◆ PROBLEM TO SOLVE ◆
Format the listing, from the line containing "Could you kindly pick out the brown" through the end, as a two-column CSV with the headers request and points. Give one row per request, with its text and its answer each in a single quoted field and line breaks replaced by spaces.

◆ PROVIDED MATERIAL ◆
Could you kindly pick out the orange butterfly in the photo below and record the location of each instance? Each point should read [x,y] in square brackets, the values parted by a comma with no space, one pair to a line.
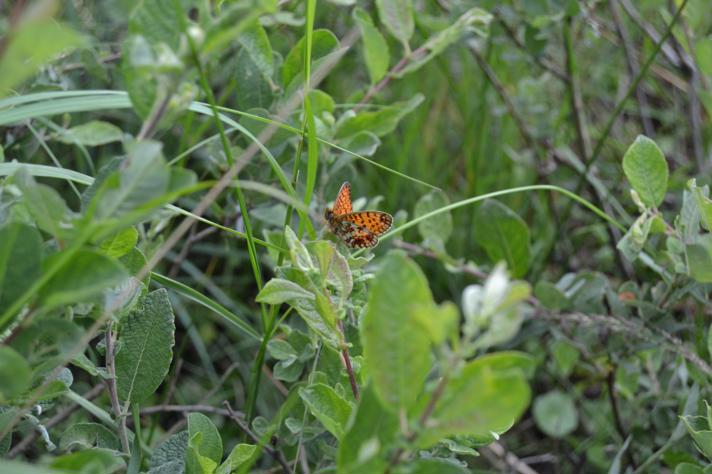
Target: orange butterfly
[357,229]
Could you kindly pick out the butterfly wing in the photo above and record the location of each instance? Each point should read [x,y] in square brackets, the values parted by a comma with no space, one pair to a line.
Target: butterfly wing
[342,204]
[376,222]
[353,235]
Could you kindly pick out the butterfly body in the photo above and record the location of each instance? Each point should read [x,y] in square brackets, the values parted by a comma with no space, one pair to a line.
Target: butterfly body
[359,229]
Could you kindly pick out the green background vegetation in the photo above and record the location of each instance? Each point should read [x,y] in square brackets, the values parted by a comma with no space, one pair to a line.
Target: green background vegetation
[170,300]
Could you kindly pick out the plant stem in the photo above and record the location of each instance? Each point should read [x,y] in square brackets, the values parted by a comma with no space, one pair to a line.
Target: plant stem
[113,394]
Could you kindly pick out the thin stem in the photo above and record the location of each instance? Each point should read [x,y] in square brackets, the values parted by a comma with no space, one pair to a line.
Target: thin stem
[113,394]
[619,107]
[271,450]
[347,363]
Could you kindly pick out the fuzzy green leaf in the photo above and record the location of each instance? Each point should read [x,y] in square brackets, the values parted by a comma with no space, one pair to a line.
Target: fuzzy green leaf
[146,341]
[647,171]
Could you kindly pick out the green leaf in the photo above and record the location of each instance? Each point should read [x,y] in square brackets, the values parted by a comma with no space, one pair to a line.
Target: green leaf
[171,451]
[327,406]
[699,259]
[45,204]
[88,435]
[204,443]
[647,171]
[120,243]
[159,21]
[84,278]
[89,461]
[369,436]
[565,356]
[555,414]
[139,73]
[279,290]
[437,229]
[146,341]
[15,374]
[379,122]
[436,466]
[396,351]
[474,19]
[700,432]
[397,17]
[20,261]
[550,296]
[375,48]
[239,454]
[142,176]
[504,236]
[93,133]
[323,43]
[31,45]
[483,397]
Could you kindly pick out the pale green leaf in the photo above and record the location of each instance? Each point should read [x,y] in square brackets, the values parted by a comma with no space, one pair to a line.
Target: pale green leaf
[397,17]
[20,260]
[93,133]
[327,406]
[15,374]
[82,279]
[396,351]
[379,122]
[485,396]
[555,414]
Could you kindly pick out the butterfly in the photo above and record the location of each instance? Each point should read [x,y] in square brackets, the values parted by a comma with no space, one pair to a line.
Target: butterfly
[357,229]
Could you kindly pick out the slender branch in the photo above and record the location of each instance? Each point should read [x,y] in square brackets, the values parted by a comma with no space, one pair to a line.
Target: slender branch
[542,62]
[184,409]
[347,363]
[271,450]
[632,65]
[113,394]
[373,90]
[619,107]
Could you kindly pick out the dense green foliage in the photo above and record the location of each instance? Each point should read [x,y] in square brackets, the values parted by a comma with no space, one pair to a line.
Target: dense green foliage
[171,299]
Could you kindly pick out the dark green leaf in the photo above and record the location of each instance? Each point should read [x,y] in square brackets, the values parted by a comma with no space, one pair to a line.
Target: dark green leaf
[368,438]
[375,48]
[20,260]
[555,414]
[504,236]
[14,374]
[380,122]
[397,17]
[146,341]
[396,351]
[85,277]
[327,406]
[93,133]
[481,398]
[647,171]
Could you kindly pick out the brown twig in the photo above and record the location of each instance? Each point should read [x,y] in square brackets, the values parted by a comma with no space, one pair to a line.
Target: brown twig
[632,65]
[347,363]
[271,450]
[542,61]
[113,393]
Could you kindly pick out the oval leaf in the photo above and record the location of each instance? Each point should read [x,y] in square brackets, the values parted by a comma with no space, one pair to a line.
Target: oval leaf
[146,341]
[647,171]
[504,236]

◆ TASK RESULT ◆
request,points
"Could you kindly pick out the brown twig in the photo above and record the location of each instance? Each point should read [x,y] in square brackets, the values parted by a comma with no space, one pair to a line. Target: brown twig","[632,65] [347,363] [271,450] [542,61] [113,393]"
"Could you kindly pick out the oval leaf in the photo above and record the location of each instance? Each point should read [x,y] in square brackets, the values parted by a comma with no space, one pair to a line. Target: oval leaf","[146,341] [647,171] [504,236]"